:: Problem ::
Please decide whether each statement below agrees with the abstract on the gas-star formation cycle, answering yes or no and quoting the deciding words: 1. The eight galaxies have molecular gas imaging at about 1″ resolution. 2. The quiescent molecular gas changes most rapidly at resolutions coarser than about 1 kpc. 3. The method has already found robust correlations between the star-forming molecular gas fraction and global galaxy parameters.

:: Document ::
|---|

The Gas-Star Formation Cycle in Nearby Star-forming Galaxies. I. Assessment of Multi-scale Variations
Abstract
The processes regulating star formation in galaxies are thought to act across a hierarchy of spatial scales. To connect extragalactic star formation relations from global and kiloparsec-scale measurements to recent cloud-scale resolution studies, we have developed a simple, robust method that quantifies the scale dependence of the relative spatial distributions of molecular gas and recent star formation. In this paper, we apply this method to eight galaxies with ∼1″ resolution molecular gas imaging from the Physics at High Angular resolution in Nearby GalaxieS-ALMA (PHANGS-ALMA) survey and PdBI Arcsecond Whirlpool Survey (PAWS) that have matched resolution, high-quality narrowband Hα imaging. At a common scale of 140 pc, our massive (log(M ⋆[M ⊙]) = 9.3-10.7), normally star-forming (SFR[M ⊙ yr-1] = 0.3-5.9) galaxies exhibit a significant reservoir of quiescent molecular gas not associated with star formation as traced by Hα emission. Galactic structures act as backbones for both molecular gas and H II region distributions. As we degrade the spatial resolution, the quiescent molecular gas disappears, with the most rapid changes occurring for resolutions up to ∼0.5 kpc. As the resolution becomes poorer, the morphological features become indistinct for spatial scales larger than ∼1 kpc. The method is a promising tool to search for relationships between the quiescent or star-forming molecular reservoir and galaxy properties, but requires a larger sample size to identify robust correlations between the star-forming molecular gas fraction and global galaxy parameters.

|---|

:: Supplied information ::
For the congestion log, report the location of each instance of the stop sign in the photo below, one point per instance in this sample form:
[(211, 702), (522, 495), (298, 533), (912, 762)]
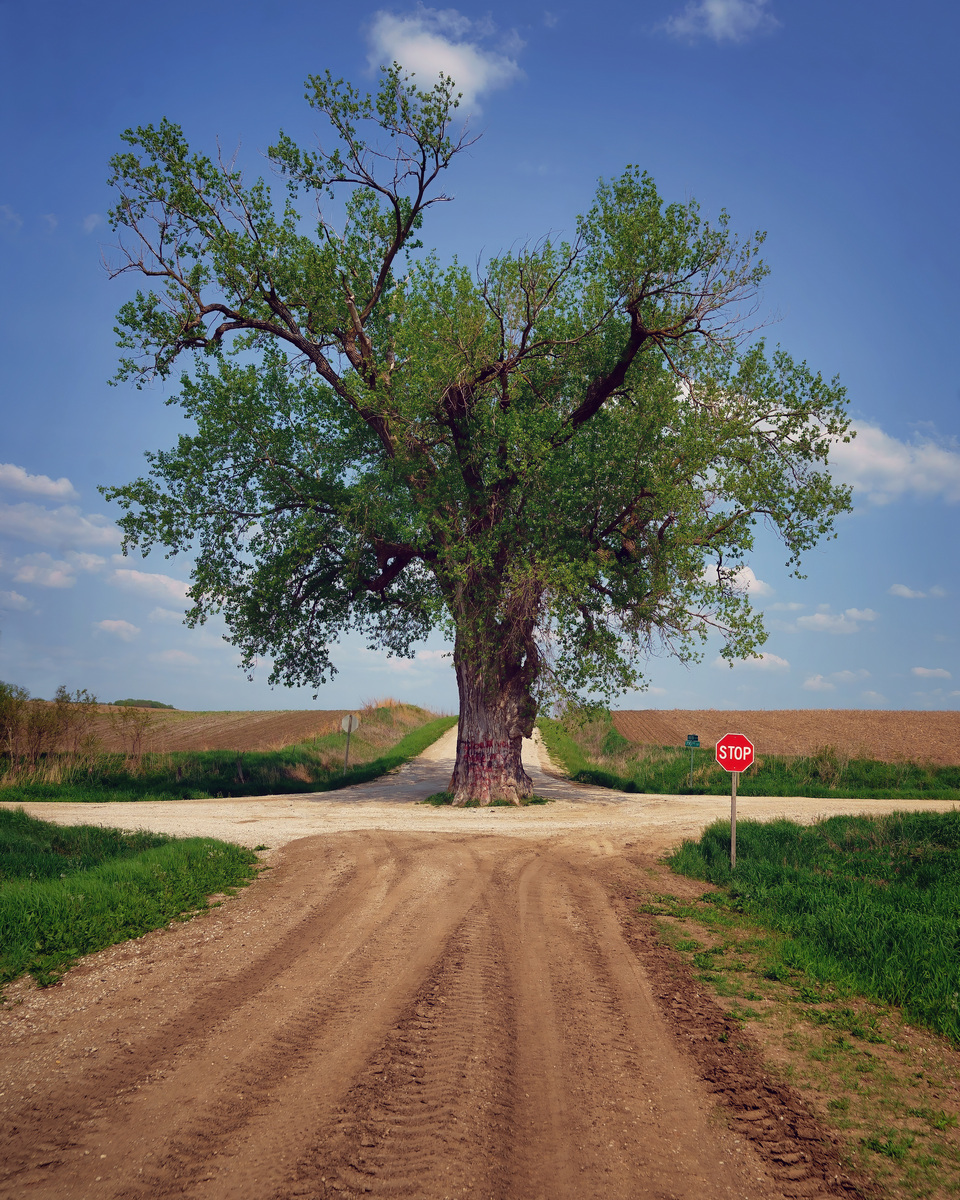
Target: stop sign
[(735, 751)]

|---|

:: Result of the task ::
1. Yes: "eight galaxies with ∼1″ resolution molecular gas imaging"
2. No: "with the most rapid changes occurring for resolutions up to ∼0.5 kpc"
3. No: "but requires a larger sample size to identify robust correlations between the star-forming molecular gas fraction and global galaxy parameters"